▶ _WHAT THE TASK ASKS_: Reproduce the passage about Vance and Crooks word for word from "Vance isn’t just" to "even pitching downward.".

▶ _QUOTED PASSAGE_:
########

Vance isn’t just a picaresque striver who, through hard work, pluck, a little luck, and sucking up, finds himself as heir apparent to one of America’s prime political parties. He’s a millennial who has actually lived a very, very typical life—far more typical than his Washington peers, who often decamp to the Beltway fresh from stable, well-off families, day schools and private universities, with paid-off cars and dad picking up the first year’s rent. His army-college-law-school-company-public-office success sequence is American in its trajectory, even Lincoln-esque. But its replicability among Vance’s age-bracket and those younger is waning, with social mobility stagnating, even pitching downward.

The Vance antitype is a suburban white stripling from the same Rust Belt region the VP nominee calls home. Both Vance and his variant achieved fame through politics, but with far different means and vastly different consequences. One resulted in a propulsive career; the other in premature death.

The photonegative of Vance’s meritocratic ascent: Thomas Matthew Crooks, otherwise known as the Trump ear piercer, who brushed dangerously close to achieving Oswald-level infamy and plunging our curdling country into violent strife.

Crooks is what happens when the forgotten children of Boomer America find little to orient their talents towards other than exaggerated online fame. A quiet and newly graduated community college student who worked part-time as “dietary aide” (read: food service drudge), Crooks’s motives aren’t yet fully understood. His political leanings were, like many restless young men, protean and tending toward rabble-rousing. He was a registered Republican, Democratic donor, and purported Trump despiser who considered MAGA supporters “stupid.” In other words, Crooks was confused, or what psephologists label “independent,” or what those versed in internet call a “troll.”

########

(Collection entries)
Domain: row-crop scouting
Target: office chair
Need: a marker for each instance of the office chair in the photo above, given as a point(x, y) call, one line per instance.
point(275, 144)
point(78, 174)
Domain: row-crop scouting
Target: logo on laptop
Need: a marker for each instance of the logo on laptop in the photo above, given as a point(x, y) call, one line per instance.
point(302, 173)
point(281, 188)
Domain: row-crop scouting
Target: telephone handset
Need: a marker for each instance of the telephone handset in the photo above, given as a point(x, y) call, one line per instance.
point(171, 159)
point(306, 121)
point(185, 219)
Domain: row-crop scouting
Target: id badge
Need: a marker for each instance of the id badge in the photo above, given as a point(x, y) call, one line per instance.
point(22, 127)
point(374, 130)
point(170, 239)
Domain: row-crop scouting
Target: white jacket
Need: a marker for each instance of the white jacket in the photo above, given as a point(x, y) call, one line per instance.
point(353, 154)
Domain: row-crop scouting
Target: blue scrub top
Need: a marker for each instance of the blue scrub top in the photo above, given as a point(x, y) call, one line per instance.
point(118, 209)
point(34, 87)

########

▶ _REPLY TO THE TASK_:
Vance isn’t just a picaresque striver who, through hard work, pluck, a little luck, and sucking up, finds himself as heir apparent to one of America’s prime political parties. He’s a millennial who has actually lived a very, very typical life—far more typical than his Washington peers, who often decamp to the Beltway fresh from stable, well-off families, day schools and private universities, with paid-off cars and dad picking up the first year’s rent. His army-college-law-school-company-public-office success sequence is American in its trajectory, even Lincoln-esque. But its replicability among Vance’s age-bracket and those younger is waning, with social mobility stagnating, even pitching downward.